══ Data for this task
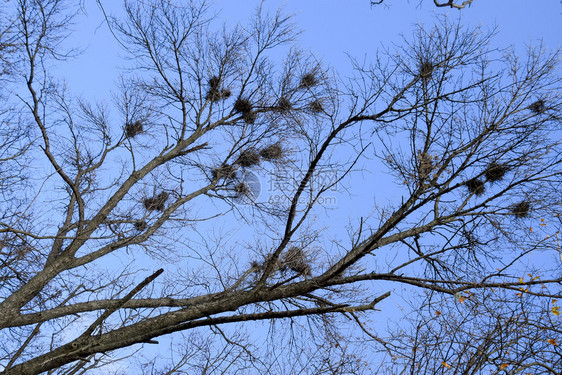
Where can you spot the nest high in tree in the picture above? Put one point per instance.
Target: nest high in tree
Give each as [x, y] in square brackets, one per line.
[426, 69]
[295, 260]
[308, 80]
[495, 172]
[133, 128]
[284, 104]
[226, 171]
[475, 186]
[538, 106]
[521, 209]
[248, 158]
[156, 203]
[272, 152]
[315, 106]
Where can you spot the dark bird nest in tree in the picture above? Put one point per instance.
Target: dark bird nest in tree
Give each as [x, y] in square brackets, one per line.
[225, 93]
[538, 107]
[426, 69]
[308, 80]
[133, 128]
[214, 82]
[475, 186]
[241, 189]
[249, 117]
[521, 209]
[316, 106]
[284, 104]
[215, 93]
[248, 158]
[272, 152]
[140, 225]
[156, 203]
[296, 261]
[495, 172]
[224, 171]
[243, 106]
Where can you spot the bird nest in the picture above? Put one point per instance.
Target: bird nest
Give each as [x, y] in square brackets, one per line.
[315, 106]
[284, 104]
[426, 69]
[224, 171]
[308, 80]
[538, 106]
[495, 172]
[248, 158]
[272, 152]
[296, 261]
[241, 189]
[243, 106]
[141, 225]
[249, 117]
[133, 128]
[215, 93]
[156, 203]
[475, 186]
[521, 209]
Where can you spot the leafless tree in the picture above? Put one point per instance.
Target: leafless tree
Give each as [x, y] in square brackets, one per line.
[123, 231]
[439, 3]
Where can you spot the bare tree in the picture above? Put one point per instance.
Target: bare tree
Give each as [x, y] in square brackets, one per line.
[123, 232]
[439, 3]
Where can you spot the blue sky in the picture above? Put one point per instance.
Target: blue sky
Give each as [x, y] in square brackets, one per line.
[331, 29]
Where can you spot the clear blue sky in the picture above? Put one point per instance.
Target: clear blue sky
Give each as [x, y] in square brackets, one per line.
[331, 28]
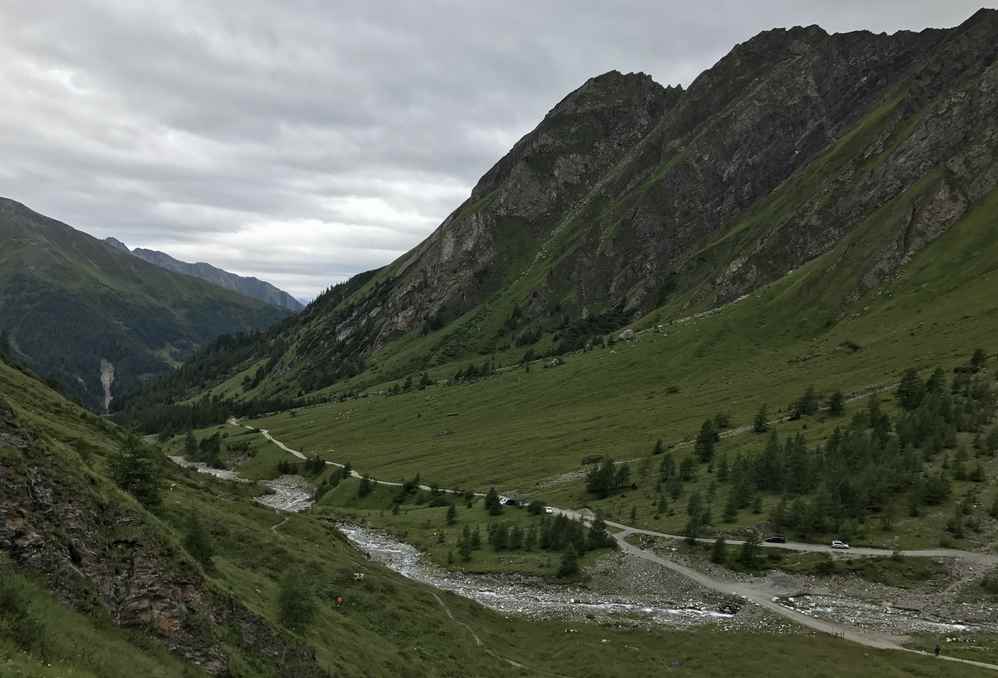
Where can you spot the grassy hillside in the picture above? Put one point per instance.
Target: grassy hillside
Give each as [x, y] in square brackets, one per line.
[59, 614]
[843, 156]
[72, 306]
════
Exercise directions: Show each line in the entries that holds the string "leafless".

Written reply:
Where can you spot the leafless tree in the picture above? Put one point per instance.
Target: leafless tree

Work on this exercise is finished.